Earlier this month, Cappitech published some of what we’ve learned from the first month of MiFID II going into effect. One of the items covered was our decision to report client Transaction Reports to an ARM versus directly to an NCA. Today we delve deeper into our ARM vs NCA decision and some of the pros and cons of the two.

 

ARM vs NCA – The Basics

When it comes to complying with MiFID II’s Transaction Reporting requirements (found under the MiFIR portion of the new legislature more here), investment firms have two options of where to submit reports.

National Competent Authorities (NCAs) – These are country regulators like the FCA in the UK, BaFin in Germany and AMF in France. As per ESMA’s guidelines, each NCA is required to build a platform for consuming Transaction Reports and providing feedback messages for licensees under their jurisdiction.

Approved Reporting Mechanism (ARM) - These are third party firms that operate depositories for accepting Transaction Reports. Once submitted and accepted, the ARM passes the report to the NCA of which the investment firm is licensed under. The NCA then reviews the report and passes on feedback messages if it was rejected or approved.

***The result is that even when reporting to an ARM, the end report reaches the NCA and approval messages are available to the investment firm.***

If the report ends up at the NCA, why not just report to them directly. Is there a benefit of using an ARM? Below are some of the key items to consider when deciding.

 

ARM vs NCA Pros and Cons

NCA:Pros

  • Costs – Many NCAs currently don’t charge investment firms to submit reports directly to them. Even those that do, there is a fixed yearly fee regardless of the amount of trades being submitted.
  • Reconciliation – As the MiFID II report is sent directly to the NCA, it is easier to reconcile feedback messages to an investment firm’s raw files to ensure that all trades are reported.

NCA: Cons

  • Single file format – NCAs only support a single file format of XML for reports submitted to their platform.
  • Costs (specific to the FCA) – While the vast majority of NCAs don’t charge submission fees, the FCA does. Therefore, in the UK, working with an ARM can be cost effective regardless of the additional services an ARM provides that isn’t available at an NCA
  • Support and testing – NCA reporting platforms have been found to be less robust than those of ARMs. Therefore, users have experienced outages with testing environments. In addition, feedback from investment firms has been that NCAs tend to provide less support to their connectivity and report structure questions than ARMs.

 

ARM: Pros

  • Validation feedback - Transaction Reports sent to an ARM are validated for submission errors. This allows firms to fix reports before they reach the NCA; thus significantly reducing the rejected reports reaching the NCA. Many large investment firms believe this is the single most important benefit of an ARM as it reduces the likelihood that an NCA would flag them for low-quality reports.
  • Multiple NCA connections – To satisfy client needs, most major ARMs have integrations with multiple NCAs. As such, investment firms with licenses in more than one country can use a single ARM connection to report to different NCAs.
  • Support – An ARM’s business is based on being an alternative to reporting directly to an NCA. As such, offering support to answer connectivity and compliance questions is part of their core offerings.

Coordinate labeling data
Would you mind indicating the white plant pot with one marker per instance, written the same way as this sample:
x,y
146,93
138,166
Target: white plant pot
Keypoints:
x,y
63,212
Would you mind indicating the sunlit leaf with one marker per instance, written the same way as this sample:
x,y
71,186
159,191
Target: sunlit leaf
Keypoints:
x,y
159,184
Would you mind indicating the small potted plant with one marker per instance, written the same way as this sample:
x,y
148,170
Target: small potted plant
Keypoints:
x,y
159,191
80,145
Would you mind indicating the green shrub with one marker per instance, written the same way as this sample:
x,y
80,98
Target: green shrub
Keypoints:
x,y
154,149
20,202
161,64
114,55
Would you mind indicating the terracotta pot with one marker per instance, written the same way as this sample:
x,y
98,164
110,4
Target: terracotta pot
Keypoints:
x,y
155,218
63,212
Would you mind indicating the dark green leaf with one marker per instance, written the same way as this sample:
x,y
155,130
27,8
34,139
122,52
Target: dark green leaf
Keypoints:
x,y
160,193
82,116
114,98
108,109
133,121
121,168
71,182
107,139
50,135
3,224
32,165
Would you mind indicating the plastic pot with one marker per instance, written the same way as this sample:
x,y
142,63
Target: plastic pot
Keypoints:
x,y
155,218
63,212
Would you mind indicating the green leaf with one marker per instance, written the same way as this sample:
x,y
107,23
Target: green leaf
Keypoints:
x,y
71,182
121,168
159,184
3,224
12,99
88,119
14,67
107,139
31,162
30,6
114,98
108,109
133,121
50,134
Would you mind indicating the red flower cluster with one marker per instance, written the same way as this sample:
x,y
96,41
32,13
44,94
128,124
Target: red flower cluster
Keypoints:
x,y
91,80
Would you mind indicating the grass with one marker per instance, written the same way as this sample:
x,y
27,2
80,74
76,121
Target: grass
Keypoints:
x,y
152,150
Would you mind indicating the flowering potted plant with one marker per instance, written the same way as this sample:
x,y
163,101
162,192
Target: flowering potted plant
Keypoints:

### Tasks
A. Translate this sentence from the MiFID II reporting text into Spanish: "NCAs only support a single file format of XML for reports submitted to their platform."
B. In the MiFID II reporting text, which regulator is given as the NCA for Germany?

### Set of answers
A. Las NCA solo admiten un único formato de archivo, XML, para los informes enviados a su plataforma.

B. BaFin.